--- Start of Passage ---

Development of smart-real time data recognition application for metering devices
Artificial intelligence has nowadays been used in countless applications in various fields. Thanks to increasing processing power of affordable chips and large amounts of available data, machine learning opened new opportunities for computer systems and software. Computer vision, in particular, showed its effectiveness in identifying and counting objects as well as reading content such as text and numbers. These applications proved to be useful not only in scientific fields but also in everyday use. Apps can recognise objects, quickly read data from them and send them into a database without any human input, eliminating costs and saving time of both the data handler and the user.
In this blog we would like to present one such application – our mobile app for automatic data capturing for electricity measuring devices, and AI models used to identify and read displayed data.
Keywords: mobile app, electricity measuring devices, object detection, digit recognition, labels.
I. Web Application
Our app is created with the purpose of performing real-time detection and analysis of a video stream, taken from a device equipped with camera, such as smartphones and tablets.
The app works by pointing the camera at a metering device, from which it detects data, and subsequently sends it to the backend for bookkeeping and further analysis.
The app UI is composed of camera, help, send feedback, and straightforward form. We have built one-purpose application with easy and intuitive flow. The whole capture is done automatically with minimal user intervention even for devices with multiple switching tariffs - all the user needs to do is enable camera and point it to his/her powering meter. After each capture user gets an instant feedback message based on capture result (successful/unsuccessful capture). If a device has multiple switching tariffs that have to be captured, user has to hold his camera a little longer until all tariffs are captured. The user is also guided, app shows him/her, what parts are still not well captured based on detected device type.

--- End of Passage ---

To-do list:
**A.** In the metering app passage, what must the user do when a device has multiple switching tariffs?
**B.** Return the stretch of the metering app passage from "I. Web Application" through "smartphones and tablets.".

--- Start of Data ---

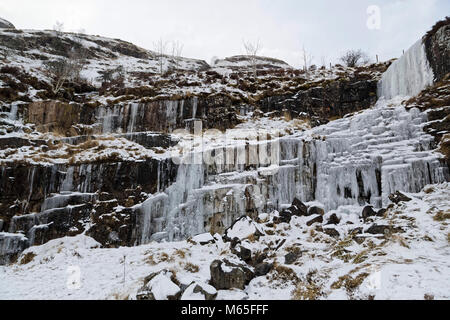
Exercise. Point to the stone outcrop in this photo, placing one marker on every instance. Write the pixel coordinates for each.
(226, 275)
(5, 24)
(326, 100)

--- End of Data ---

The answers:
**A.** Hold the camera a little longer until all tariffs are captured.

**B.**
I. Web Application
Our app is created with the purpose of performing real-time detection and analysis of a video stream, taken from a device equipped with camera, such as smartphones and tablets.